Collected data
'''

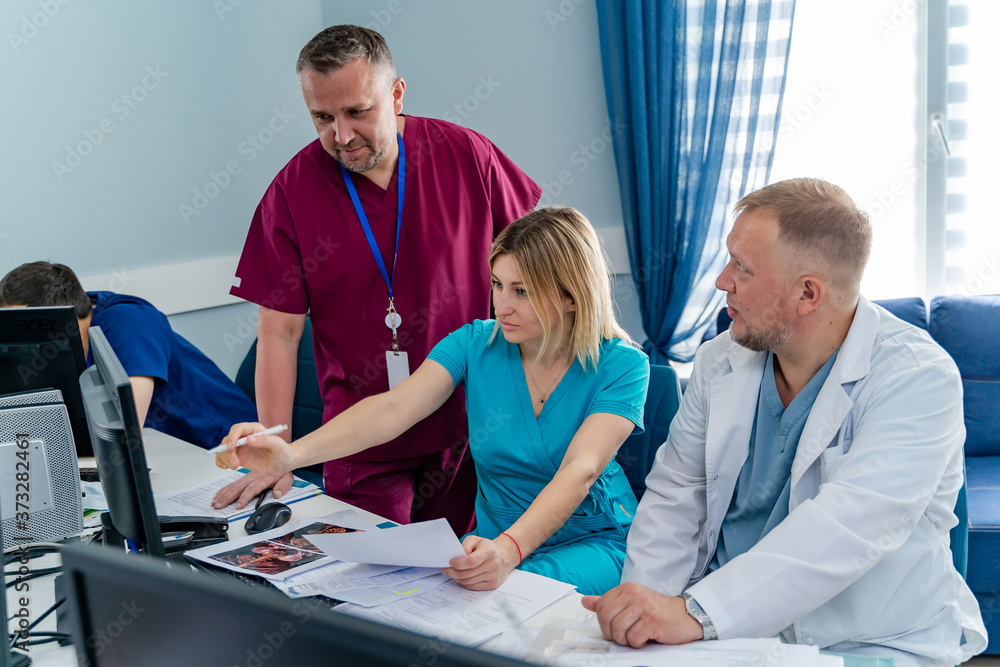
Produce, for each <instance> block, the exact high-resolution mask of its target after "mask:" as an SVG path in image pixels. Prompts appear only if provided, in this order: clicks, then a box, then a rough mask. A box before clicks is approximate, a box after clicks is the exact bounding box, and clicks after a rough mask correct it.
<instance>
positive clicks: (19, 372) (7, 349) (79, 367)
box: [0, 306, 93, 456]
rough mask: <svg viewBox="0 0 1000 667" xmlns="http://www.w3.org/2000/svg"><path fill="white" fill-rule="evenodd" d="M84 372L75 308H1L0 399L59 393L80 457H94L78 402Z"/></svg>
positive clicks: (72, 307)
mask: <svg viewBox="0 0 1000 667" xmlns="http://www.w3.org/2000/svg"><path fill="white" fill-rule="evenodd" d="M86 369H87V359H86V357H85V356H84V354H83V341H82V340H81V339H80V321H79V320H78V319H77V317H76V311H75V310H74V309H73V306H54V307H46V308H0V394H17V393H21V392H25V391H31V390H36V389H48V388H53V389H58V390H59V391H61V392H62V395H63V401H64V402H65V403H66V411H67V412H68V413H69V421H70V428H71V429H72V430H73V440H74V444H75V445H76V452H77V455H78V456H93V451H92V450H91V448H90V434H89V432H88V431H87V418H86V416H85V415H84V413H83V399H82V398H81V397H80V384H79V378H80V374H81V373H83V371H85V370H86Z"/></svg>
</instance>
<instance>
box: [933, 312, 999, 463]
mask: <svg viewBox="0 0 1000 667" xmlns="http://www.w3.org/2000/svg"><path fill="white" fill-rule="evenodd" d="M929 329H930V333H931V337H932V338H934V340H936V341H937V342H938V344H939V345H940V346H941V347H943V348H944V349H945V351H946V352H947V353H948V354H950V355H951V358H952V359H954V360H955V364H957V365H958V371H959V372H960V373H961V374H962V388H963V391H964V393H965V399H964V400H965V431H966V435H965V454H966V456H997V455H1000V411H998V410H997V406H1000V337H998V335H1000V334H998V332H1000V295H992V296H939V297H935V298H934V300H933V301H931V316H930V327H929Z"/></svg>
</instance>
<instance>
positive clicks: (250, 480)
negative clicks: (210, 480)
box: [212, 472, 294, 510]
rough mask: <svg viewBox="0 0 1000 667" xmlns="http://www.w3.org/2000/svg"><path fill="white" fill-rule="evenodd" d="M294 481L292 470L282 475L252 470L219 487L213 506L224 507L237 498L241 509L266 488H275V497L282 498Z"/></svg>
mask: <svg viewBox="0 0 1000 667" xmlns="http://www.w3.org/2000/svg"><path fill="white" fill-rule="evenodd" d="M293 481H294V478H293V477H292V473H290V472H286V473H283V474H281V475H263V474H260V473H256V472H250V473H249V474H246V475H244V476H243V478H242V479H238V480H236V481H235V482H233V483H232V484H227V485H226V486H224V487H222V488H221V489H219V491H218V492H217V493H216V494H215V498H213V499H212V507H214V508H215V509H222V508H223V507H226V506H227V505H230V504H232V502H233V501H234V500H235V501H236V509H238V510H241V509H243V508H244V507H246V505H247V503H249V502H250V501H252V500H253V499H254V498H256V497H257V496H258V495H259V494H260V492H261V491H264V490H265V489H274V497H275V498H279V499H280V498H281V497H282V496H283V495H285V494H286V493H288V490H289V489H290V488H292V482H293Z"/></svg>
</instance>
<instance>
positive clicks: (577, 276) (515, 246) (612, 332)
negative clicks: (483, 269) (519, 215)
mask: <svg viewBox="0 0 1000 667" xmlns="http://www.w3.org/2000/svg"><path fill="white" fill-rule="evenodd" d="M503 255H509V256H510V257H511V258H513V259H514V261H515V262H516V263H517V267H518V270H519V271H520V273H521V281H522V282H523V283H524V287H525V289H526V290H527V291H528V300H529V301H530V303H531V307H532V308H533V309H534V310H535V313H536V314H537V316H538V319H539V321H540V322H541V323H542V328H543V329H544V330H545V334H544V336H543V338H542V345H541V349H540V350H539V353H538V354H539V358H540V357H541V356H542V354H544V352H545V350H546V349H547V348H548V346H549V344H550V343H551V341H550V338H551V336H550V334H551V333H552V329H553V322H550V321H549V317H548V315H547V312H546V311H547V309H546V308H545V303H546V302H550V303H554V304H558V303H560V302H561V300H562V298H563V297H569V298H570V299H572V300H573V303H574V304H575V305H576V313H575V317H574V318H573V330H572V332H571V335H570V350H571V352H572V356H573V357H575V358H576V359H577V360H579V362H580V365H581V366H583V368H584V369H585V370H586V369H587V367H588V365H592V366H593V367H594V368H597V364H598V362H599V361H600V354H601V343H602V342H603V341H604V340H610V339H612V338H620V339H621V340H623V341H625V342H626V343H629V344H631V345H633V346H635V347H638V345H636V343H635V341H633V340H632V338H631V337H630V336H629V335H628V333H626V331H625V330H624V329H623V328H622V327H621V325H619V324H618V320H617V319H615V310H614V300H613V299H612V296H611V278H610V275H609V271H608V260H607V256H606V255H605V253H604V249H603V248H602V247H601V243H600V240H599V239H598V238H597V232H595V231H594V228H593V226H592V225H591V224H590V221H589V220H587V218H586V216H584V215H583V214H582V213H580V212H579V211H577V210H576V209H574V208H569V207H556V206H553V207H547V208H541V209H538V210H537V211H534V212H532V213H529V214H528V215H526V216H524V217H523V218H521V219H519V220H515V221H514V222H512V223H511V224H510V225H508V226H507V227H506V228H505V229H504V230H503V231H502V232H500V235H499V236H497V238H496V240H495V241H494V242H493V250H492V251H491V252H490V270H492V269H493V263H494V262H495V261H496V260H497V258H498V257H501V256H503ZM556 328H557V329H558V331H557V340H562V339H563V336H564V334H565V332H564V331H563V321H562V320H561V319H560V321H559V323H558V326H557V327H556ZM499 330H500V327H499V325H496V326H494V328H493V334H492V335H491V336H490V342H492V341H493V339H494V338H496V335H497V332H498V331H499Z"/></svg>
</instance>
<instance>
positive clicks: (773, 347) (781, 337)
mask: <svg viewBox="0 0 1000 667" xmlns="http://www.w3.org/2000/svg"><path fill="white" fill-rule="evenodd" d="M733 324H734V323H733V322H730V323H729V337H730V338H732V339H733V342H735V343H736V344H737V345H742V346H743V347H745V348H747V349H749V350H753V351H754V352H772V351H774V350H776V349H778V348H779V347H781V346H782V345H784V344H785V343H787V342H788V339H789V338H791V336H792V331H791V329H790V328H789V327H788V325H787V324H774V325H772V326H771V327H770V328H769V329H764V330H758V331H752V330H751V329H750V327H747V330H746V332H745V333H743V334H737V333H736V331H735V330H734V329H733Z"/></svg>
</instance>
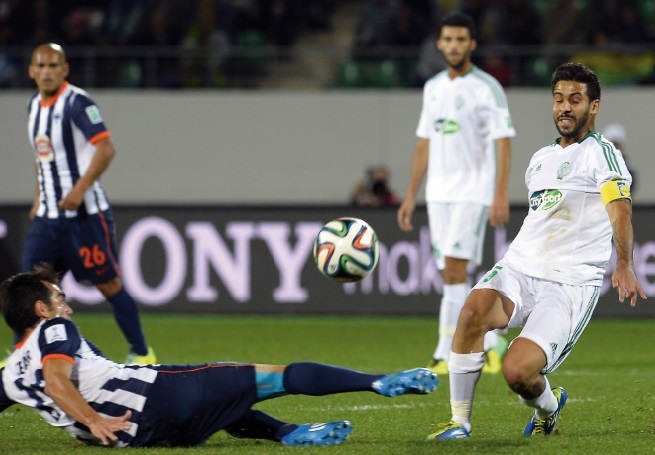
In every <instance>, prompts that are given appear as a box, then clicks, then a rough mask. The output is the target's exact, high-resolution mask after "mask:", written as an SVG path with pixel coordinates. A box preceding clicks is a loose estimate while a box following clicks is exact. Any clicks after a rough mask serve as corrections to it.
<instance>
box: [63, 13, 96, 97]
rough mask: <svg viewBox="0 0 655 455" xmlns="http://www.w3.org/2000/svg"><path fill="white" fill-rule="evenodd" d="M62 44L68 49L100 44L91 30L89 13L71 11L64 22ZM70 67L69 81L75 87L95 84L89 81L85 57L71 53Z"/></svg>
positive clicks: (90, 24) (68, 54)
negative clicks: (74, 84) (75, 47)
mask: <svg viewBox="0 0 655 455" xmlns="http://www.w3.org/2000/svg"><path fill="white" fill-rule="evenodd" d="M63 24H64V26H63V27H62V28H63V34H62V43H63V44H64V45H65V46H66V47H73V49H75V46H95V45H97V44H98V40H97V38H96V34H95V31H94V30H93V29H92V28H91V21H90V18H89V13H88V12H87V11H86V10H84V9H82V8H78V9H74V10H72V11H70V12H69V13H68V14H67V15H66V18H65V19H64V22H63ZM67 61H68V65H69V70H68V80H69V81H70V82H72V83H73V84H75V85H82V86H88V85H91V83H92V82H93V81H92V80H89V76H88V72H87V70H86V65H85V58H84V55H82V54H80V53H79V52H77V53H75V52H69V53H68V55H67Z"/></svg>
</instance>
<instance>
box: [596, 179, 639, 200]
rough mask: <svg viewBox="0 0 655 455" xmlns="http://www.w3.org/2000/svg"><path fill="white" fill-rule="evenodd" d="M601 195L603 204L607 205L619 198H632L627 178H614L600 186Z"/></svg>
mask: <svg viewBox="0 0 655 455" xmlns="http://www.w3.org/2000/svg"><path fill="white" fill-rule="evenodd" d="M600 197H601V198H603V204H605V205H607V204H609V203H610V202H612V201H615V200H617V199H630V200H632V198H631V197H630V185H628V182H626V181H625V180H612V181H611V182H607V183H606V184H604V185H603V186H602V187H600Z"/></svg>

'''

● What this task involves: Lay out everything from the start of the lines above down through the line containing "box: [212, 472, 294, 510]" as a numbered list. Leave out blank lines and pictures.

● Result of this exercise:
1. Produce, for each <instance> block, the exact high-resolution mask of its target after "mask:" as an SVG path in image pixels. Prompts appear only if provided, in this order: clicks, then a box, then a rough mask. A box before clicks is approximate, a box after clicks is the exact bounding box, and clicks after a rough mask correct it.
2. <instance>
3. positive clicks: (19, 372) (7, 349) (79, 367)
4. box: [0, 306, 93, 456]
5. rough mask: <svg viewBox="0 0 1000 667" xmlns="http://www.w3.org/2000/svg"><path fill="white" fill-rule="evenodd" d="M84 372L75 308H1L0 399L59 393L80 457H94L78 402Z"/></svg>
6. positive clicks: (72, 307)
7. mask: <svg viewBox="0 0 1000 667" xmlns="http://www.w3.org/2000/svg"><path fill="white" fill-rule="evenodd" d="M86 369H87V359H86V357H85V356H84V354H83V341H82V340H81V339H80V321H79V320H78V319H77V317H76V311H75V310H74V309H73V306H54V307H46V308H0V394H17V393H21V392H25V391H31V390H36V389H48V388H53V389H58V390H59V391H61V392H62V395H63V401H64V402H65V403H66V411H67V412H68V413H69V421H70V428H71V429H72V430H73V440H74V444H75V445H76V452H77V455H78V456H93V451H92V450H91V448H90V434H89V432H88V431H87V418H86V416H85V415H84V413H83V399H82V398H81V397H80V384H79V378H80V374H81V373H83V371H85V370H86Z"/></svg>
8. </instance>
9. <instance>
10. box: [933, 312, 999, 463]
11. mask: <svg viewBox="0 0 1000 667" xmlns="http://www.w3.org/2000/svg"><path fill="white" fill-rule="evenodd" d="M929 329H930V333H931V337H932V338H934V340H936V341H937V342H938V344H939V345H940V346H941V347H943V348H944V349H945V351H946V352H947V353H948V354H950V355H951V358H952V359H954V360H955V364H957V365H958V371H959V372H960V373H961V374H962V388H963V391H964V393H965V399H964V400H965V431H966V435H965V454H966V456H997V455H1000V411H998V410H997V406H1000V337H998V335H1000V334H998V332H1000V295H992V296H939V297H935V298H934V300H933V301H931V316H930V327H929Z"/></svg>
12. </instance>
13. <instance>
14. positive clicks: (250, 480)
15. negative clicks: (210, 480)
16. box: [212, 472, 294, 510]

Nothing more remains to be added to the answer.